(Rows from a dataset)
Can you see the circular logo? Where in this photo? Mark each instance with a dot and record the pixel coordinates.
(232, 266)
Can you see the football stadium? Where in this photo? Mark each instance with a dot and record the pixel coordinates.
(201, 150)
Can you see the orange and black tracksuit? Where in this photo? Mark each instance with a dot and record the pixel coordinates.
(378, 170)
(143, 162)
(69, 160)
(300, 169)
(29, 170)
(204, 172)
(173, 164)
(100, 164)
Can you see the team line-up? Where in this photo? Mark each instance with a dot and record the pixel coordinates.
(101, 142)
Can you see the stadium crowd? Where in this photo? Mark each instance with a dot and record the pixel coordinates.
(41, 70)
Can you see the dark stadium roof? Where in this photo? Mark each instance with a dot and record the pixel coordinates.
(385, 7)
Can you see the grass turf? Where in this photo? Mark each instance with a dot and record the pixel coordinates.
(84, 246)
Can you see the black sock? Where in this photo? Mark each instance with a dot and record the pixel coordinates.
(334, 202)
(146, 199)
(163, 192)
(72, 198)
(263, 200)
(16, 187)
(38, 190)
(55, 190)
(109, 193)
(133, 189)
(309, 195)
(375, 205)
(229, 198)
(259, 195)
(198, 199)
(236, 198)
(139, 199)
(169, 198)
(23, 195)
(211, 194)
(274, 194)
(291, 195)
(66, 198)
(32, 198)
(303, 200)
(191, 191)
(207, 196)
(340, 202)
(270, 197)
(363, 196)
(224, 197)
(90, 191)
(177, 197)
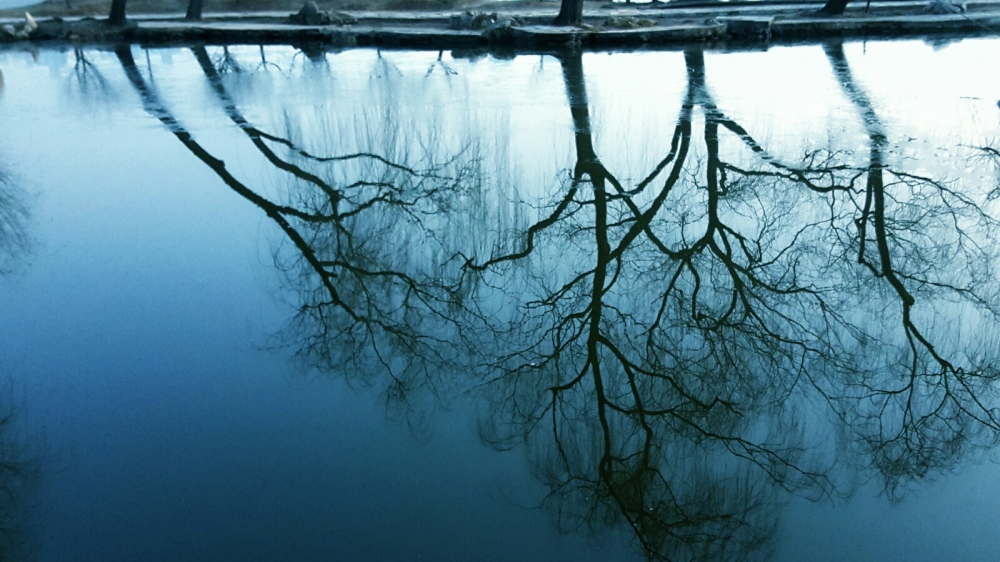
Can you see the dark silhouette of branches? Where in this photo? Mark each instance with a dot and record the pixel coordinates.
(938, 401)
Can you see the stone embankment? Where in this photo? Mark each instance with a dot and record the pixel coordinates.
(615, 26)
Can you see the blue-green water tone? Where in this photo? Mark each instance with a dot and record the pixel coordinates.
(281, 304)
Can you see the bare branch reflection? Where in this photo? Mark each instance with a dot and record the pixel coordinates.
(679, 353)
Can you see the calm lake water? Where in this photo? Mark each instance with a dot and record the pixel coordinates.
(272, 304)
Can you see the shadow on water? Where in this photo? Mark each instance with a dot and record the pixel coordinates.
(676, 355)
(19, 461)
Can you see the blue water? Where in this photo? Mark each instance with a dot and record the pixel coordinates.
(186, 386)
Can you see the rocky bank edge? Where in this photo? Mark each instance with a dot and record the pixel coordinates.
(615, 26)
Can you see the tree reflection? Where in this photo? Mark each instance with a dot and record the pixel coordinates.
(677, 353)
(14, 215)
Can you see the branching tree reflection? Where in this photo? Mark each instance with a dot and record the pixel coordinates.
(938, 400)
(350, 224)
(678, 352)
(14, 215)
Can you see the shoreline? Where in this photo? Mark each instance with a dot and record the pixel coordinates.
(527, 29)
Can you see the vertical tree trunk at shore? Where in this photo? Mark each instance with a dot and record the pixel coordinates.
(833, 8)
(194, 10)
(117, 16)
(570, 13)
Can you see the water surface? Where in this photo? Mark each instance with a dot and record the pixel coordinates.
(268, 303)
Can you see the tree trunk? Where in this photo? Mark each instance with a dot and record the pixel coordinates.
(833, 8)
(570, 13)
(194, 10)
(117, 16)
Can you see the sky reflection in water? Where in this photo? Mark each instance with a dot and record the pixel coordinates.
(268, 303)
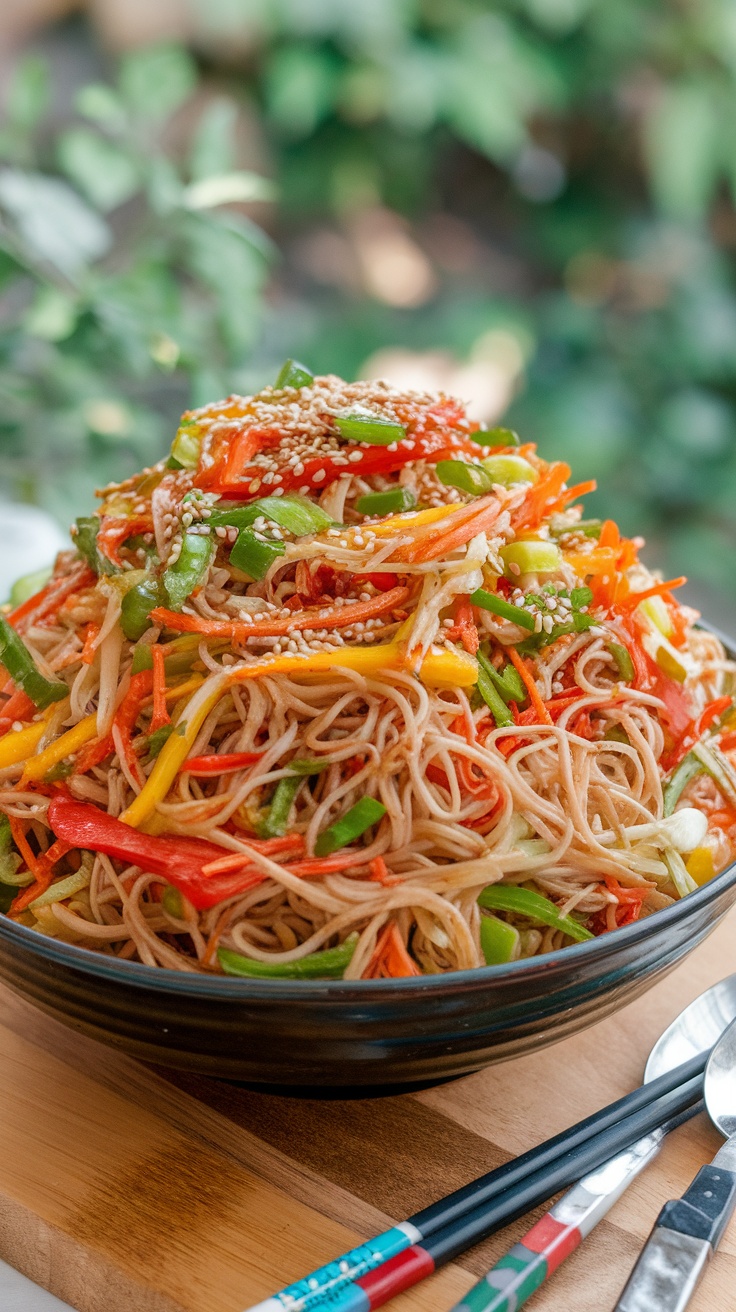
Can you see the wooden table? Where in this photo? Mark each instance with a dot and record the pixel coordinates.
(125, 1189)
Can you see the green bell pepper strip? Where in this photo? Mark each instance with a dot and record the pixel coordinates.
(349, 827)
(463, 475)
(686, 770)
(524, 902)
(392, 501)
(369, 428)
(24, 672)
(508, 681)
(493, 701)
(293, 374)
(293, 513)
(328, 964)
(623, 661)
(135, 613)
(276, 821)
(189, 570)
(253, 556)
(499, 941)
(26, 587)
(186, 445)
(501, 608)
(496, 437)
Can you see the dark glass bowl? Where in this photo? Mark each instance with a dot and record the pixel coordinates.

*The request*: Write out every line of the listing above word for word, from the first line through the last. Leave out the pictures.

*Finished answer*:
Can you see the circular logo? Where in this photo? Mark each instance with a dot and record the pixel coordinates.
(232, 266)
Can you see the football stadium? Where in this photo? Mark each instance with a dot and record the pixel coordinates.
(201, 150)
Can you see the orange and black tracksuit? Where in this photo? Mark each instance with a dot and record the pixel coordinates.
(378, 170)
(143, 162)
(69, 160)
(300, 169)
(29, 170)
(204, 172)
(173, 164)
(100, 164)
Can you see the team line-up? Where in this photo? Mark each instance with a dot and record the pixel coordinates.
(101, 142)
Can you see the stadium crowd? Where in this photo? Mark each instance with a dot and record the pixel coordinates.
(41, 70)
Can you see the dark stadium roof? Where in this photo? Mark each instance with a dot and record the pixel coordinates.
(385, 7)
Can you see the grass turf? Where in this photo? Mark each instance with a dot and record the pixel coordinates.
(84, 246)
Can you see the black sock? Where in this photo? Mark each instance with a dot and record the pixel coordinates.
(334, 202)
(146, 199)
(163, 192)
(72, 198)
(263, 200)
(16, 187)
(38, 190)
(55, 190)
(109, 193)
(133, 189)
(309, 195)
(375, 205)
(229, 198)
(259, 195)
(198, 199)
(236, 198)
(139, 199)
(169, 198)
(23, 195)
(211, 194)
(274, 194)
(291, 195)
(66, 198)
(32, 198)
(303, 200)
(191, 191)
(207, 196)
(340, 202)
(270, 197)
(363, 196)
(224, 197)
(90, 191)
(177, 197)
Can you see the dark silhouette of branches? Where in this photo? Mark each instance with a dot and record the pixel coordinates.
(938, 401)
Can you see the stone embankment? Where in this photo? Mark each instance with a dot and record the pixel coordinates.
(615, 26)
Can you see the blue-green water tone? Where in this photo? Mark each instance with a dot and record the pixel coordinates.
(281, 304)
Can you see the bare branch reflection? Where in this photo? Mark each instance with a dot and record the pixel coordinates.
(679, 353)
Can you see the calm lake water? Where in this photo? Mark each instance with a dot and record the pixel coordinates.
(272, 304)
Can you see the shadow on water? Where in this photo? Mark each instance with a dot and record the pixel coordinates.
(676, 355)
(19, 461)
Can you see the blue water? Where in this photo? Mark each instance with a dot and record the pixel coordinates.
(186, 386)
Can you see the rocky bank edge? Where in this photo? Mark each instance with a dot and record the pixel coordinates.
(615, 26)
Can you see the tree reflection? Where in this photo? Mark each instance with a dot and record the pixel coordinates.
(677, 353)
(14, 215)
Can you see the branching tree reflection? Where in this photo? Mark each instance with a dot and record the pixel coordinates.
(938, 400)
(350, 224)
(678, 352)
(14, 215)
Can you see the shoreline? Where in this photo? Mark each instance with a dot and record the pixel coordinates.
(527, 29)
Can you see the vertical tree trunk at shore? Where in this photo? Mark each instance with a dot and record the pixel coordinates.
(833, 8)
(194, 10)
(117, 16)
(570, 13)
Can you see the water surface? Where in this photo? Mark each instance with a dot and record the pixel coordinates.
(268, 303)
Can you see the tree trunk? Where in this photo? Mark each instance with a dot and record the pixel coordinates.
(833, 8)
(570, 13)
(194, 10)
(117, 16)
Can you see the sky reflection in water? Where in this photo? Mark each instance with a dot and record the pixel coordinates.
(268, 303)
Can you see the wooden table? Where in this photo? Mark each instance with a dot and record the pixel coordinates.
(125, 1189)
Can you see the green bell pepper strip? Where in this photo? Mark each instance with a dot and record the pixel coordinates.
(349, 827)
(463, 475)
(686, 770)
(524, 902)
(392, 501)
(369, 428)
(24, 672)
(508, 681)
(493, 701)
(293, 374)
(293, 513)
(328, 964)
(623, 661)
(135, 613)
(276, 821)
(189, 570)
(253, 556)
(499, 941)
(26, 587)
(186, 445)
(501, 608)
(496, 437)
Can you see the dark glass bowl? Where in this photo? Mark each instance with a dot and record the pixel coordinates.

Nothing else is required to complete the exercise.